[Task list]:
1 > According to the passage on biodiversity hotspots, how many Endemic Bird Areas has Birdlife International identified?
2 > Pick up the passage on biodiversity hotspots after its last sentence and keep writing it.

[Excerpt provided]:

To qualify as a biodiversity hotspot on Myers 2000 edition of the hotspot-map, a region must meet two strict criteria: it must contain at least 0.5% or 1,500 species of vascular plants as endemics, and it has to have lost at least 70% of its primary vegetation.[4] Around the world, 34 areas qualify under this definition, with nine other possible candidates. These sites support nearly 60% of the world's plant, bird, mammal, reptile, and amphibian species, with a very high share of endemic species.

Hotspot conservation initiatives

Only a small percentage of the total land area within biodiversity hotspots is now protected. Several international organizations are working in many ways to conserve biodiversity hotspots.

  • Critical Ecosystem Partnership Fund (CEPF) is a global program that provides funding and technical assistance to nongovernmental organizations and participation to protect the Earth's richest regions of plant and animal diversity including: biodiversity hotspots, high-biodiversity wilderness areas and important marine regions. CI works in more than 40 countries on four continents, with headquarters near Washington, D.C.[5]
  • The World Wide Fund for Nature has derived a system called the "Global 200 Ecoregions", the aim of which is to select priority Ecoregions for conservation within each of 14 terrestrial, 3 freshwater, and 4 marine habitat types. They are chosen for their species richness, endemism, taxonomic uniqueness, unusual ecological or evolutionary phenomena, and global rarity. All biodiversity hotspots contain at least one Global 200 Ecoregion.
  • Birdlife International has identified 218 “Endemic Bird Areas” (EBAs) each of which hold two or more bird species found nowhere else. Birdlife International has identified more than 11,000 Important Bird Areas[6] all over the world.
  • Alliance for Zero Extinction is an initiative of a large number of scientific organizations and conservation groups who co-operate to focus on the most threatened endemic species of the world. They have identified 595 sites, including a large number of Birdlife’ s Important Bird Areas.
  • The National Geographic Society has prepared a world map[7] of the hotspots and ArcView shapefile and metadata for the Biodiversity Hotspots[8] including details of the individual endangered fauna in each hotspot, which is available from Conservation International.[9]

Distribution by region

Biodiversity hotspots. Original proposal in green, and added regions in blue.

[Data listing]:
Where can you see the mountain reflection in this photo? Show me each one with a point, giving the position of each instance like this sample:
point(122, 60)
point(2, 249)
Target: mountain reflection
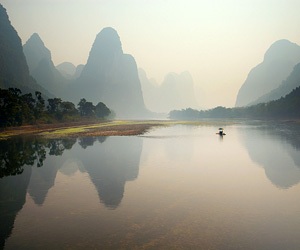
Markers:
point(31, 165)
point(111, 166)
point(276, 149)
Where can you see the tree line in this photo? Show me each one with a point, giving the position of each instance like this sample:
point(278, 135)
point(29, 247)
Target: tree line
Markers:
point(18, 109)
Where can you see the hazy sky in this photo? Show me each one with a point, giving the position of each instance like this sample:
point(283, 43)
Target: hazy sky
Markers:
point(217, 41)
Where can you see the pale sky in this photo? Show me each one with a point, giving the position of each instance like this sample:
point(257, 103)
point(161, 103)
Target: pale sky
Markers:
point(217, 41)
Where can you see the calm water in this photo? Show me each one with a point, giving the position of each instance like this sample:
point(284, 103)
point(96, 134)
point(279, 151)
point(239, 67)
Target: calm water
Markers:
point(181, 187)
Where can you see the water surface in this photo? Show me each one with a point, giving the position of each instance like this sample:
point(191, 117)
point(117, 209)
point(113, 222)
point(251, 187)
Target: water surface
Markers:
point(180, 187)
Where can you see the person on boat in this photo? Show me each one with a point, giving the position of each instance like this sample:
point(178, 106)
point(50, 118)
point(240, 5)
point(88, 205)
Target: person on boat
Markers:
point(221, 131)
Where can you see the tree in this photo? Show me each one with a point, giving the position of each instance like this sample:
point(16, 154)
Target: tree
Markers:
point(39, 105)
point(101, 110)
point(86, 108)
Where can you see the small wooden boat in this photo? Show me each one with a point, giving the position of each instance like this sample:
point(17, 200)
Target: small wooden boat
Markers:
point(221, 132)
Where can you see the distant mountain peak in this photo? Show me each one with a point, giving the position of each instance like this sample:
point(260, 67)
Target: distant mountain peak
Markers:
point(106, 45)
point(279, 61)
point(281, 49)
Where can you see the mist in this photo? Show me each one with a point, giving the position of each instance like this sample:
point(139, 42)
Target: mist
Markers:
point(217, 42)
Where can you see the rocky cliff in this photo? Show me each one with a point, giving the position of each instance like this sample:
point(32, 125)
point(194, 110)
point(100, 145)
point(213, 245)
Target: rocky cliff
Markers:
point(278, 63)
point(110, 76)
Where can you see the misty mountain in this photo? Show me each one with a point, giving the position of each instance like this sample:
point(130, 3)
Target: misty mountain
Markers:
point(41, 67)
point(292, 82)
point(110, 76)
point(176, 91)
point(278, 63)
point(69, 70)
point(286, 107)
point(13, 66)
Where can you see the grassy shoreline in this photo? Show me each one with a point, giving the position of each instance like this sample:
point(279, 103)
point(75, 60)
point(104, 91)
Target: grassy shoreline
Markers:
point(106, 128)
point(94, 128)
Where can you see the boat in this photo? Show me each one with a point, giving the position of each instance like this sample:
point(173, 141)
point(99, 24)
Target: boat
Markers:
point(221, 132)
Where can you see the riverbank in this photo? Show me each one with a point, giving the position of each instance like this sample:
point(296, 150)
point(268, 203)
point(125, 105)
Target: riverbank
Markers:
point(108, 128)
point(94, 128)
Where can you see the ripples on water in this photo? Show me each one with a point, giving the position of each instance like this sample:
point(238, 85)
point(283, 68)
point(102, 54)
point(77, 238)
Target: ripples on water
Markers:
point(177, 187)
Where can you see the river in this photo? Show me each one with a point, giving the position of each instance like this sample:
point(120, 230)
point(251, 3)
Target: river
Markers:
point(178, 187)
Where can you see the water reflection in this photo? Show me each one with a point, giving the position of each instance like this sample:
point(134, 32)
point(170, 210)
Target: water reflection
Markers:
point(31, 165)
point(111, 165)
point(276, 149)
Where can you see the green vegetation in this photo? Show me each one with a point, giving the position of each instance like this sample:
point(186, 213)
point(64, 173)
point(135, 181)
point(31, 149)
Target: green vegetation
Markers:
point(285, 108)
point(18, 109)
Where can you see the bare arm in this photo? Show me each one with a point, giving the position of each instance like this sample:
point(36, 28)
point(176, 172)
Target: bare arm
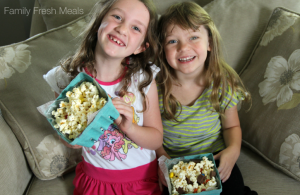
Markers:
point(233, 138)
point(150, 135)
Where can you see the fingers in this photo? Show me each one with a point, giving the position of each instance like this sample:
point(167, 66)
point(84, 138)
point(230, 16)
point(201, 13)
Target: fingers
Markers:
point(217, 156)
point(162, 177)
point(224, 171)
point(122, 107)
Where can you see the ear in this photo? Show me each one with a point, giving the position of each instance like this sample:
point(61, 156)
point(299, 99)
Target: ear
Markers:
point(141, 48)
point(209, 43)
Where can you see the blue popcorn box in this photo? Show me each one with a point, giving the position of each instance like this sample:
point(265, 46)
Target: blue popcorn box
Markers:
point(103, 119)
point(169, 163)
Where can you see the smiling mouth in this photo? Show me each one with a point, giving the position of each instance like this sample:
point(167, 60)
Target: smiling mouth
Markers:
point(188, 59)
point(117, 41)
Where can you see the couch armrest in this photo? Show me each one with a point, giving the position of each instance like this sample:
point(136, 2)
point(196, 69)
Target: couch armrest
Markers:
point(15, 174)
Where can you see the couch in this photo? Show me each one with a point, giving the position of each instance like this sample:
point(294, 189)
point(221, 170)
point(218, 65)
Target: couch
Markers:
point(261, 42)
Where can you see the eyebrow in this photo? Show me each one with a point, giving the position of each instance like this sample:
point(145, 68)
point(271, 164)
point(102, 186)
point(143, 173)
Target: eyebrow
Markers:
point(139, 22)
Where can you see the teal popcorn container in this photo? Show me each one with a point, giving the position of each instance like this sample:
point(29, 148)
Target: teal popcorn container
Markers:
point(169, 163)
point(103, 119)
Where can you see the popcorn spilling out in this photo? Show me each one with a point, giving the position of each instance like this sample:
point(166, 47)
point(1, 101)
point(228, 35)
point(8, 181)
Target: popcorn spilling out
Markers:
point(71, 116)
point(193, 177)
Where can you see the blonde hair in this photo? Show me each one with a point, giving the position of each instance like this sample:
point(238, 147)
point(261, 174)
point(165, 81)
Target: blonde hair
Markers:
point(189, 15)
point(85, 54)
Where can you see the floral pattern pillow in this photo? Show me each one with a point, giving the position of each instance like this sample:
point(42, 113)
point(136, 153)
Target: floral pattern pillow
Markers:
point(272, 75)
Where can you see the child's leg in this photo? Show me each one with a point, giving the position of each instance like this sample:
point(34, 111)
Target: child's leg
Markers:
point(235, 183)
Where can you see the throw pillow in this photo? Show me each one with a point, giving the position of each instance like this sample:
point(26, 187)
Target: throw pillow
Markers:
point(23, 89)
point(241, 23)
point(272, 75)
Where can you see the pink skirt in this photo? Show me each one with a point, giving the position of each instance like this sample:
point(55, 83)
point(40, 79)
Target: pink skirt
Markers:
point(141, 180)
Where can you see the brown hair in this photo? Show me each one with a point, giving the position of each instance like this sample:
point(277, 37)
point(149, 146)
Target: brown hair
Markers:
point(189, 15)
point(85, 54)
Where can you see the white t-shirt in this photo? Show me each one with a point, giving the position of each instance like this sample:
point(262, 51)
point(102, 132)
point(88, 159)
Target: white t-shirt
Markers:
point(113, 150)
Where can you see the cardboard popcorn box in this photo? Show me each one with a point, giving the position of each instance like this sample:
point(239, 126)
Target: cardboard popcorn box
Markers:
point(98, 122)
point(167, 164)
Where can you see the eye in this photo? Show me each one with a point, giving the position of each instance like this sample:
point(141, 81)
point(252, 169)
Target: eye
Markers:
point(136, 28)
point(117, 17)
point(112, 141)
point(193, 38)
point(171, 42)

[Answer set]:
1 > 218

2 >
North and Central America

The Caribbean

South America

Europe

Africa

Central Asia

South Asia

South East Asia and Asia-Pacific

East Asia

West Asia

Critiques of hotspots

The high profile of the biodiversity hotspots approach has resulted in considerable criticism. Papers such as Kareiva & Marvier (2003)[10] have argued that the biodiversity hotspots:

  • Do not adequately represent other forms of species richness (e.g. total species richness or threatened species richness).
  • Do not adequately represent taxa other than vascular plants (e.g. vertebrates, or fungi).
  • Do not protect smaller scale richness hotspots.
  • Do not make allowances for changing land use patterns. Hotspots represent regions that have experienced considerable habitat loss, but this does not mean they are experiencing ongoing habitat loss. On the other hand, regions that are relatively intact (e.g. the Amazon Basin) have experienced relatively little land loss, but are currently losing habitat at tremendous rates.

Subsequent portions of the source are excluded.